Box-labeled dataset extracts
>>>>

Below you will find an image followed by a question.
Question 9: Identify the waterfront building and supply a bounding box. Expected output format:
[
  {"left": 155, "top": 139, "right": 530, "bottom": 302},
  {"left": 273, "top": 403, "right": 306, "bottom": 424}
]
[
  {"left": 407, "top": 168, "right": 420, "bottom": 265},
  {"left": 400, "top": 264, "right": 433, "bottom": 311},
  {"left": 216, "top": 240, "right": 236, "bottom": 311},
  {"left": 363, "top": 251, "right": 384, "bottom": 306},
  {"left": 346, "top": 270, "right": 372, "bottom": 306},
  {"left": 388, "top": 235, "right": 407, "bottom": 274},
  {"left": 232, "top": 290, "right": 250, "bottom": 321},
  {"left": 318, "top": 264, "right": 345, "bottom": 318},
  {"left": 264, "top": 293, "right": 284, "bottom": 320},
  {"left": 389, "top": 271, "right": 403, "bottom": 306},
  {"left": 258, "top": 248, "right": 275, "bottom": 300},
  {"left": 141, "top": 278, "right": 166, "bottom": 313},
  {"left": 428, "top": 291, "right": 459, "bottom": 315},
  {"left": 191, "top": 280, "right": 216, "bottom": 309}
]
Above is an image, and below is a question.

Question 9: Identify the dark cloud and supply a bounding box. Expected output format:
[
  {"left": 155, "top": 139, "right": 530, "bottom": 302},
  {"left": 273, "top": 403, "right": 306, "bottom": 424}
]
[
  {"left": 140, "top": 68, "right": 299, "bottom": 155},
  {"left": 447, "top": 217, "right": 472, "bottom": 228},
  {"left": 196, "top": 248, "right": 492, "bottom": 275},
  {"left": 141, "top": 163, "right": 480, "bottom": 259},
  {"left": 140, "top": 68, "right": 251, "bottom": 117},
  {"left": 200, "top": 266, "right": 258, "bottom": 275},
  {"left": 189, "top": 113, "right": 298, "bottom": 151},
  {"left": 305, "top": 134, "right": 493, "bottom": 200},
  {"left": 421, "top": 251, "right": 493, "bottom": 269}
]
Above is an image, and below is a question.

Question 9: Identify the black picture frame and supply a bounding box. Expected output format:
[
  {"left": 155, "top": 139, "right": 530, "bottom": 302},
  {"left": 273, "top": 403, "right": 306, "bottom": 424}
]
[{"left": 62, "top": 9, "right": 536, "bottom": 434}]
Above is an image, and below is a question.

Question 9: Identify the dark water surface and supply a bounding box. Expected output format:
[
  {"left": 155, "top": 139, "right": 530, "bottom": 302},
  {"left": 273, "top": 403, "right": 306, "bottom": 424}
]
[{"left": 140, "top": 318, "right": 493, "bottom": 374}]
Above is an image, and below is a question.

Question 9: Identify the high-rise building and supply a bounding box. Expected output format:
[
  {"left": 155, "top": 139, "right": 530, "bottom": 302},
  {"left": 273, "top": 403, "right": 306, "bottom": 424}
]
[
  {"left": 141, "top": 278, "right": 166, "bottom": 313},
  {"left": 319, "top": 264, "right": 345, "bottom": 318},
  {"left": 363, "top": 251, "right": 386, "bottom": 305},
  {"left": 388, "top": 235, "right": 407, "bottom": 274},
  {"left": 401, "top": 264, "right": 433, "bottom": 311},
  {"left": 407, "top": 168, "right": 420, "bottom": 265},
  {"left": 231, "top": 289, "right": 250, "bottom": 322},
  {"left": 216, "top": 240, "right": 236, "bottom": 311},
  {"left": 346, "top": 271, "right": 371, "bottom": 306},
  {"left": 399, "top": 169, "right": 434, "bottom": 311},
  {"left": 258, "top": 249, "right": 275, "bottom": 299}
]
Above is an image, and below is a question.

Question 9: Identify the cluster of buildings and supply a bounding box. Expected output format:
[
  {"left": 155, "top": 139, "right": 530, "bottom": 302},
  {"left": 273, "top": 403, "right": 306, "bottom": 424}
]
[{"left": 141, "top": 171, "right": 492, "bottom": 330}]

<<<<

§ REQUIREMENTS: Retype all the material above precisely, with no line left out.

§ ANSWER TO THIS EXERCISE:
Below you will find an image followed by a question.
Question 9: Identify the waterfront building and supply a bounding box. Expected output format:
[
  {"left": 155, "top": 139, "right": 530, "bottom": 302},
  {"left": 273, "top": 403, "right": 306, "bottom": 424}
]
[
  {"left": 407, "top": 168, "right": 420, "bottom": 265},
  {"left": 400, "top": 264, "right": 433, "bottom": 311},
  {"left": 216, "top": 240, "right": 236, "bottom": 311},
  {"left": 363, "top": 251, "right": 384, "bottom": 306},
  {"left": 346, "top": 270, "right": 372, "bottom": 306},
  {"left": 388, "top": 235, "right": 407, "bottom": 274},
  {"left": 232, "top": 290, "right": 250, "bottom": 321},
  {"left": 318, "top": 264, "right": 345, "bottom": 318},
  {"left": 264, "top": 293, "right": 284, "bottom": 320},
  {"left": 389, "top": 271, "right": 403, "bottom": 306},
  {"left": 258, "top": 248, "right": 275, "bottom": 300},
  {"left": 141, "top": 278, "right": 166, "bottom": 313},
  {"left": 428, "top": 291, "right": 459, "bottom": 315},
  {"left": 191, "top": 280, "right": 216, "bottom": 309}
]
Above is an image, and below is a question.

Question 9: Identify the dark cloud and supply a bounding box. Expected output format:
[
  {"left": 155, "top": 139, "right": 530, "bottom": 302},
  {"left": 273, "top": 403, "right": 306, "bottom": 424}
]
[
  {"left": 140, "top": 68, "right": 299, "bottom": 155},
  {"left": 447, "top": 217, "right": 472, "bottom": 228},
  {"left": 196, "top": 248, "right": 492, "bottom": 275},
  {"left": 141, "top": 163, "right": 480, "bottom": 259},
  {"left": 140, "top": 68, "right": 251, "bottom": 117},
  {"left": 200, "top": 266, "right": 258, "bottom": 275},
  {"left": 189, "top": 113, "right": 298, "bottom": 151},
  {"left": 305, "top": 134, "right": 493, "bottom": 200},
  {"left": 421, "top": 251, "right": 493, "bottom": 269}
]
Above is an image, and below is a question.

Question 9: Identify the black picture frame and supply a bounding box. Expected output format:
[
  {"left": 155, "top": 139, "right": 530, "bottom": 302},
  {"left": 273, "top": 403, "right": 306, "bottom": 424}
]
[{"left": 62, "top": 9, "right": 536, "bottom": 434}]
Above is an image, and below is a question.

Question 9: Identify the dark water surface and supply a bounding box. Expected output format:
[
  {"left": 155, "top": 139, "right": 530, "bottom": 302},
  {"left": 273, "top": 403, "right": 306, "bottom": 424}
]
[{"left": 140, "top": 318, "right": 493, "bottom": 374}]
Above is an image, and below is a question.

Question 9: Identify the high-rise building and supply a bounding box. Expected output format:
[
  {"left": 155, "top": 139, "right": 530, "bottom": 302},
  {"left": 273, "top": 403, "right": 306, "bottom": 424}
]
[
  {"left": 141, "top": 278, "right": 166, "bottom": 313},
  {"left": 319, "top": 264, "right": 345, "bottom": 318},
  {"left": 363, "top": 251, "right": 386, "bottom": 305},
  {"left": 388, "top": 235, "right": 407, "bottom": 274},
  {"left": 401, "top": 264, "right": 433, "bottom": 311},
  {"left": 407, "top": 168, "right": 420, "bottom": 265},
  {"left": 231, "top": 289, "right": 250, "bottom": 322},
  {"left": 216, "top": 240, "right": 236, "bottom": 311},
  {"left": 346, "top": 271, "right": 371, "bottom": 306},
  {"left": 399, "top": 169, "right": 434, "bottom": 311},
  {"left": 258, "top": 249, "right": 275, "bottom": 299}
]
Above is an image, and below is a question.

Question 9: Identify the cluster of buildings and supply a bounding box. Expected output format:
[
  {"left": 155, "top": 139, "right": 530, "bottom": 302},
  {"left": 273, "top": 403, "right": 306, "bottom": 424}
]
[{"left": 141, "top": 171, "right": 492, "bottom": 330}]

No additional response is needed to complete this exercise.